Excerto para ler:
******

Padre suspeito só foi ouvido no processo oito meses depois
Em fevereiro de 2006, as autoridades deram por esgotadas as diligências possíveis no caso. E concluíram que só faltava mesmo ouvir o denunciado. O padre Anastácio foi constituído arguido no dia 24. Num breve interrogatório, informou que foi pároco da Nazaré entre 1999 e 2005 e revelou indignação perante as acusações. Mais: disse que sempre trabalhou com muitas crianças e adolescentes, que nada fez e que nem percebia por que razão era alvo de uma acusação daquelas.
O processo terminaria assim, com dez testemunhas ouvidas, incluindo vítima e arguido, e já nas mãos de outra magistrada. Não existem nas folhas consultadas quaisquer provas recolhidas na igreja onde os abusos possam ter ocorrido, no seminário onde vivia o miúdo ou na residência ou no carro do suspeito.
A 4 de julho de 2007 foi assinado o despacho de arquivamento.
Refere a procuradora Maria Gameiro que, depois de ouvidas várias testemunhas que afirmaram desconhecer os alegados abusos, de o arguido negar e de o denunciante ter acabado por dizer que tinha inventado tudo, não restava outra hipótese se não a do arquivamento. “O facto de o menor se ter deslocado à PJ acompanhado de um adulto para desmentir os factos poderia levantar suspeitas sobre se estaria, ou não, a ser induzido ou pressionado por alguém para o fazer”, lê-se. No entanto, os testemunhos recolhidos e o comportamento do menor levaram o Ministério Público a considerar não ter elementos de prova suficientes para sustentar uma acusação.
Menos de um ano e o padre volta a ser investigado num novo processo
Ainda antes de arquivarem o caso de João, as autoridades voltaram a receber uma queixa contra Anastácio. Desta vez, a informação partiu da Comissão de Proteção de Crianças e Jovens do Funchal, à qual tinha chegado uma carta assinada por uma psicóloga que seguia a alegada vítima. Nesta altura, já D. Teodoro de Faria tinha sido substituído na liderança da diocese por D. António Carrilho, que decidiu transferir o padre Anastácio para a Suíça antes de este completar três anos nas paróquias.
Neste segundo processo, os crimes teriam ocorrido em 2006, sendo a alegada vítima um rapaz 10 anos. A denúncia da psicóloga que o acompanhava no hospital, depois de começar a aparecer com frequência no serviço de urgências com queixas de ansiedade, dava conta de haver suspeitas de abusos de outras crianças além dele.
A criança “não tem frequentado este ano lectivo porque, segundo esta denúncia, o referido padre, apesar de estar afastado da paróquia desta freguesia, continua a rondar e a perseguir o Gonçalo [nome fictício] e outras crianças da zona, que andam ansiosos e com medo, podendo-os colocar novamente em situação de perigo”, reproduziu a então presidente da Comissão, Patrícia Carvalho.

******

(Entradas de dados armazenados)

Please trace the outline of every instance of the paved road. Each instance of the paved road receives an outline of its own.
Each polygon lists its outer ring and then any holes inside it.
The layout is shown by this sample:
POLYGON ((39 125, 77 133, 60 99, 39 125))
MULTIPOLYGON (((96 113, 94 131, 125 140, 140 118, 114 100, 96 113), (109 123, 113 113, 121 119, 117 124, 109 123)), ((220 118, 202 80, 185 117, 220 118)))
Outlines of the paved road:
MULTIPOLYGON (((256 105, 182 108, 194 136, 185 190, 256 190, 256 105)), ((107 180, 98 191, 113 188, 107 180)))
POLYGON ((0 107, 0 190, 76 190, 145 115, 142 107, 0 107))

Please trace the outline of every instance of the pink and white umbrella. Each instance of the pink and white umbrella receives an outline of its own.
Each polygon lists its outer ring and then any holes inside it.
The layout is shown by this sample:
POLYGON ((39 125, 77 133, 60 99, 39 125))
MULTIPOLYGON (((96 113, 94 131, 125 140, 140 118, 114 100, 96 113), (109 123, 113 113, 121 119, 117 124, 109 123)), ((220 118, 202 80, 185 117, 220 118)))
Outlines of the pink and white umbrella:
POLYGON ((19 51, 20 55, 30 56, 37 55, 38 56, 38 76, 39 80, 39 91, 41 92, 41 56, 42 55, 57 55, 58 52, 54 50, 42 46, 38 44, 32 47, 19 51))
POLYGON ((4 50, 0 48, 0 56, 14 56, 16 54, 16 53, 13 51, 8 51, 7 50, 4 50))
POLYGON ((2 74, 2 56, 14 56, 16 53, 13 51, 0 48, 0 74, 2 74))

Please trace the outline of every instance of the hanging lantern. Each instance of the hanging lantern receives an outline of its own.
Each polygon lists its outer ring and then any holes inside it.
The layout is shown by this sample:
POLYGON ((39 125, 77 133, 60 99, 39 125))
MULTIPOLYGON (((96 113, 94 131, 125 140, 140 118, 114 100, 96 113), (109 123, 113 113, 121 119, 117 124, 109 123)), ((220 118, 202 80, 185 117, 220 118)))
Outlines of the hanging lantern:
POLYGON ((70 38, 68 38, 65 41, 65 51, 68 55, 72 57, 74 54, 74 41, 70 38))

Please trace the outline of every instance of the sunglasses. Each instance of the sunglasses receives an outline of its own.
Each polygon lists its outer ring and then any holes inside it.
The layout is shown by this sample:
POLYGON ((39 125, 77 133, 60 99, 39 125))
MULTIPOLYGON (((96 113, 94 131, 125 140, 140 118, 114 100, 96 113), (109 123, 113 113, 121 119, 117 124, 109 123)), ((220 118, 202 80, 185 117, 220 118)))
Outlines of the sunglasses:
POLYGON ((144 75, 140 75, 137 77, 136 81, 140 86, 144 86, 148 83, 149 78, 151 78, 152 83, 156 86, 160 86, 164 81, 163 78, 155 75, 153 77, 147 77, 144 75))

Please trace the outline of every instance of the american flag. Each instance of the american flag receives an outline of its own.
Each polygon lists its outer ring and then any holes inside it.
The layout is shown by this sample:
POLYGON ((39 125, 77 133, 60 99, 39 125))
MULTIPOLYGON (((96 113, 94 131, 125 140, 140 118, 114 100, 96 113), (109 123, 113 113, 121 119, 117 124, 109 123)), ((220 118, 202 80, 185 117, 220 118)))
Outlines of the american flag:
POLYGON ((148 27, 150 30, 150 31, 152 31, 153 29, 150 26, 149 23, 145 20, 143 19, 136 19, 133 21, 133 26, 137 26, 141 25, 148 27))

******

Instruções do exercício:
a – Resuma o excerto em duas frases.
b – Responda com base no excerto:
(i) Entre que anos foi o padre Anastácio pároco da Nazaré?
(ii) Quantas testemunhas foram ouvidas no processo arquivado em 2007?
(iii) Para que país decidiu D. António Carrilho transferir o padre Anastácio?
c – No excerto, transforme numa lista o parágrafo que começa por "Refere a procuradora Maria Gameiro", mantendo os factos principais.
As entradas não são necessárias para resolver este exercício.

Respostas do exercício:
a – Em fevereiro de 2006, o padre Anastácio foi constituído arguido e negou as acusações. A 4 de julho de 2007, o processo foi arquivado, e antes disso as autoridades já tinham recebido uma nova queixa contra ele, vinda da Comissão de Proteção de Crianças e Jovens do Funchal, sobre alegados crimes de 2006 contra um rapaz de 10 anos.

b –
(i) Entre 1999 e 2005.
(ii) Dez, incluindo a vítima e o arguido.
(iii) Para a Suíça.

c –
- Segundo a procuradora Maria Gameiro, só restava arquivar o processo, porque:
  - várias testemunhas disseram desconhecer os alegados abusos;
  - o arguido negou;
  - o denunciante acabou por dizer que tinha inventado tudo.
- O menor foi à PJ acompanhado de um adulto para desmentir os factos, o que poderia levantar suspeitas de que estivesse a ser induzido ou pressionado.
- Ainda assim, os testemunhos e o comportamento do menor levaram o Ministério Público a considerar que não havia provas suficientes para uma acusação.